### Required task
Convert every line of the records below into a numbered list, skipping blank lines and leaving out the pictures.
## Begin Materials provided
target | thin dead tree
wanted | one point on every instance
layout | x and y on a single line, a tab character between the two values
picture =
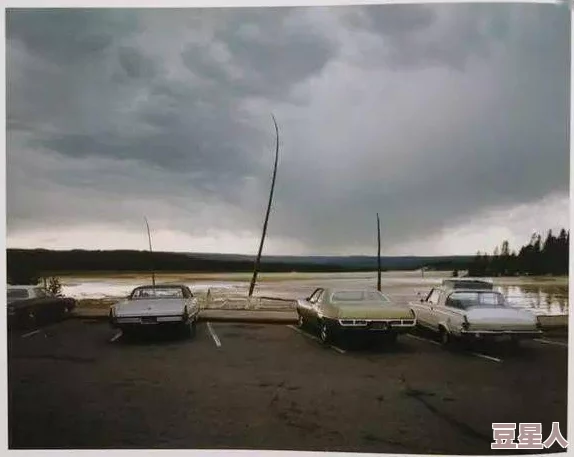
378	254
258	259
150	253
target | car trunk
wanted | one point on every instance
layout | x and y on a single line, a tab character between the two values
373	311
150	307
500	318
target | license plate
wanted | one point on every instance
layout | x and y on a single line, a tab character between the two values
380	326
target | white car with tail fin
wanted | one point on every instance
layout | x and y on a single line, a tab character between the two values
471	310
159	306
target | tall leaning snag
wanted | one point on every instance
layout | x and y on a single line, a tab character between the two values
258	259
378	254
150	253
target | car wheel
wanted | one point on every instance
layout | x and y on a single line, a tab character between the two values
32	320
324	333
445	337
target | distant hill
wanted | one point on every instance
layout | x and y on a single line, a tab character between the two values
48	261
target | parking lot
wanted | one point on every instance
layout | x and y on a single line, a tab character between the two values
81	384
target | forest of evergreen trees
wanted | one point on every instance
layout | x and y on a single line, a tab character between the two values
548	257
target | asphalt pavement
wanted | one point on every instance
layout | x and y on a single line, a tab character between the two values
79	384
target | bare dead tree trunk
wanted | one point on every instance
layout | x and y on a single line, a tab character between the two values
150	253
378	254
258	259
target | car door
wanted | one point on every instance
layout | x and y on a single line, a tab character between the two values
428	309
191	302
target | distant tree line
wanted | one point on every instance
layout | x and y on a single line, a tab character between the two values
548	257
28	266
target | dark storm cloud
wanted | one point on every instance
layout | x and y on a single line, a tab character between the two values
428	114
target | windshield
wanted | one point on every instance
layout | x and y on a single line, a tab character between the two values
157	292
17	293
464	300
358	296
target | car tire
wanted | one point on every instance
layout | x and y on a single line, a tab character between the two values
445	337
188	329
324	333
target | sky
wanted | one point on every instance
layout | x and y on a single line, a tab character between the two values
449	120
## End Materials provided
### Output below
1. target | thin dead tree
2. wanted | one point on every instance
3. layout | x and y on a single line, a tab character between the two values
4. picture =
5. 378	254
6. 258	259
7. 150	253
8. target | car trunk
9. wanted | one point on every instance
10. layout | x and y on a single line, a tab character between the two values
11. 373	311
12. 150	307
13. 500	318
14. target | license plate
15. wanted | one point on every instance
16. layout | x and y on a single line, a tab character between the two values
17. 380	326
18. target | white car with tail fin
19. wanted | one point on every instance
20. layout | x and y on a single line, a tab character between the two values
21. 471	310
22. 159	306
23. target | tall leaning snag
24. wanted | one point on every instance
25. layout | x and y on a single line, a tab character between the two values
26. 258	259
27. 378	254
28. 150	253
29. target | car wheel
30. wanted | one point on every instance
31. layout | x and y on a single line, a tab character between the two values
32. 32	320
33. 324	333
34. 445	337
35. target | distant hill
36. wanted | one point on every instance
37. layout | x and y on a single line, a tab character between the two values
38. 48	261
39. target | parking lot
40. wanted | one point on every instance
41. layout | x and y on a single line, a tab character between the two values
42. 81	384
43. target | forest of evergreen trees
44. wanted | one point on every instance
45. layout | x and y on a single line, a tab character between the two values
46. 548	257
47. target | asphalt pavement
48. wanted | one point on every instance
49. layout | x and y on a single line, a tab character between the two values
50. 79	384
51. target | bare dead tree trunk
52. wanted | one point on every instance
53. layout | x and y on a single line, a tab character between the two values
54. 150	253
55. 378	254
56. 258	259
57. target | car door
58. wanted | one point on every instance
59. layout | x and y on a single line, a tab character between the two values
60. 428	309
61. 191	302
62. target | distant tree line
63. wanted | one point on every instance
64. layout | x and y on a single line, a tab character between the two values
65. 548	257
66. 28	266
67. target | dark storm cloud
68. wanted | one point on every instance
69. layout | x and y on a single line, a tab character between the two values
70. 428	114
71. target | windshield
72. wanted | one point on every instance
73. layout | x and y on a single line, a tab character between the two values
74. 157	292
75. 17	293
76. 464	300
77. 358	296
78. target | car tire
79. wanted | one point on every instance
80. layout | x and y on a single line, a tab character between the two values
81. 445	337
82. 188	329
83. 324	333
84. target | sky
85. wanted | one point on every instance
86. layout | x and y on a single line, a tab character between the two values
87. 449	120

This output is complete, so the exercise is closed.